• _STATED EXERCISE_:
Update the data from its beginning down to and including the line containing "point(209, 145)" by replacing "instance" with "occurrence", leaving all else unchanged.
** start of DATA EXCERPTS **
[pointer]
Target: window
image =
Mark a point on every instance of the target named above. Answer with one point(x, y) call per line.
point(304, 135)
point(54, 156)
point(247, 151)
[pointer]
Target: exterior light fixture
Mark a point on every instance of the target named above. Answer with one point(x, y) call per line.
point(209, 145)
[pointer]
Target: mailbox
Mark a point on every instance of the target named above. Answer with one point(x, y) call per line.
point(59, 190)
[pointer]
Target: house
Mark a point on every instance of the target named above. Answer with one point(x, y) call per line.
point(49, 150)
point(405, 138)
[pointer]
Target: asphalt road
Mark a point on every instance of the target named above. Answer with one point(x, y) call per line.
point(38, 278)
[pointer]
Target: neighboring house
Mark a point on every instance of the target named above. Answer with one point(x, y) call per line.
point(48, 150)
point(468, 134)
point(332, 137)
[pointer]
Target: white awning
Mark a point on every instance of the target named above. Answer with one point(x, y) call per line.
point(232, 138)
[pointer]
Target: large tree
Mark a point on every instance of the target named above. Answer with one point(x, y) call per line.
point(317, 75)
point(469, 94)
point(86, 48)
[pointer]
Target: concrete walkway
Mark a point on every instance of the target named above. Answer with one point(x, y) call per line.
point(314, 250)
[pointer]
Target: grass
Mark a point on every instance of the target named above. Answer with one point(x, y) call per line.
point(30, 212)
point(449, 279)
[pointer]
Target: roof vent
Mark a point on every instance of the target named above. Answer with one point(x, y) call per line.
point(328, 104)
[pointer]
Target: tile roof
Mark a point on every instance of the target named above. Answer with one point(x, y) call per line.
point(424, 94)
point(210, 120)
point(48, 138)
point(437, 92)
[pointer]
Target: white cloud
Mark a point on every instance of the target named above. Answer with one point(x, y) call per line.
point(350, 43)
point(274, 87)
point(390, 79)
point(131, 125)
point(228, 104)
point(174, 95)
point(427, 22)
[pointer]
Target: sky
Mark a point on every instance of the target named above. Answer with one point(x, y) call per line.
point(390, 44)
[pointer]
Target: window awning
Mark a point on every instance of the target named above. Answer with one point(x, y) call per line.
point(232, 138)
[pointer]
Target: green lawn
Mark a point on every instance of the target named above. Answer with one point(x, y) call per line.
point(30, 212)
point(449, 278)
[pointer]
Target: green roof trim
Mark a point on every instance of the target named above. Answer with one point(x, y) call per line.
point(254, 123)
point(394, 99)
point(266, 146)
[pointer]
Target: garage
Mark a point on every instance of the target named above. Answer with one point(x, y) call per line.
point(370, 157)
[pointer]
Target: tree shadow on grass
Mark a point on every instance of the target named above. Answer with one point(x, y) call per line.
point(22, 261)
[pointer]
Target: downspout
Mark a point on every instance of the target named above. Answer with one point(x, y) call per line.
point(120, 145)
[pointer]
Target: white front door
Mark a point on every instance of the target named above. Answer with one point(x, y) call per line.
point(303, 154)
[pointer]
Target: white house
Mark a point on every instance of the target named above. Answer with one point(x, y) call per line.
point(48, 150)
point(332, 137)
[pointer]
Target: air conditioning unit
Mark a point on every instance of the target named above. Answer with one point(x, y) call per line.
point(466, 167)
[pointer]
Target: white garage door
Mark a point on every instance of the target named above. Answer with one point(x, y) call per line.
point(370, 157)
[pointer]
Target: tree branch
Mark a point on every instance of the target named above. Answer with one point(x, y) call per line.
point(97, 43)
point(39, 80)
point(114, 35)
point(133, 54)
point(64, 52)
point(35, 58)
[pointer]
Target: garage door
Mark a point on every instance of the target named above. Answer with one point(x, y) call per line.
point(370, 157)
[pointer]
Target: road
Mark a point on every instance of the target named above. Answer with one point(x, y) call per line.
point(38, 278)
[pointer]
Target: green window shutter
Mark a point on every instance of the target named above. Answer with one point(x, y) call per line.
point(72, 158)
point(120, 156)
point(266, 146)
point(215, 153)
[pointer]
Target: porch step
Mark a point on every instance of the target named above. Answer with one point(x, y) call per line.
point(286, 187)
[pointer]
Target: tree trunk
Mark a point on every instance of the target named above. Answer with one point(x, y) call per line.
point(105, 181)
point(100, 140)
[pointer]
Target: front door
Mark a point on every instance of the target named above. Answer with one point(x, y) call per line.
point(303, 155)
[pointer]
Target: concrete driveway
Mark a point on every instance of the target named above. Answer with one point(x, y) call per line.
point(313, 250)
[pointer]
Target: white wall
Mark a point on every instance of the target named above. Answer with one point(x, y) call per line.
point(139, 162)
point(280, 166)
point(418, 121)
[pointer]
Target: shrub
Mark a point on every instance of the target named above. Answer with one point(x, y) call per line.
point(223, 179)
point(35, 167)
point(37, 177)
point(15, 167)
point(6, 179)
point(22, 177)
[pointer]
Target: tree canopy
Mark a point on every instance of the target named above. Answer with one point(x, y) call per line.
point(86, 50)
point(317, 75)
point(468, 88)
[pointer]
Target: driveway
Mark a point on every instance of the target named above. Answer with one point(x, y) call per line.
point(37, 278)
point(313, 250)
** end of DATA EXCERPTS **
• _COMPLETE ANSWER_:
[pointer]
Target: window
image =
Mark a point on every occurrence of the target named above. Answer with one point(x, y) call per line.
point(304, 135)
point(54, 156)
point(247, 151)
[pointer]
Target: exterior light fixture
Mark a point on every occurrence of the target named above. Answer with one point(x, y) call per line.
point(209, 145)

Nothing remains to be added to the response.